* _STATED TASK_:
Put the lines of the items below into a numbered list, skipping any blank lines and leaving the pictures out.
## begin
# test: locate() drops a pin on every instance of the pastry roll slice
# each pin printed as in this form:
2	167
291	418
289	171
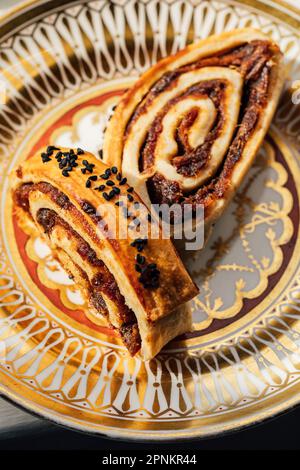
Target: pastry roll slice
138	284
189	128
## end
* _RESULT_:
1. # test: locate() drops a pin on every instance of the pastry roll slice
2. # each pin printed as in this form:
3. 2	167
4. 291	418
5. 289	171
6. Target: pastry roll slice
7. 138	284
8. 189	128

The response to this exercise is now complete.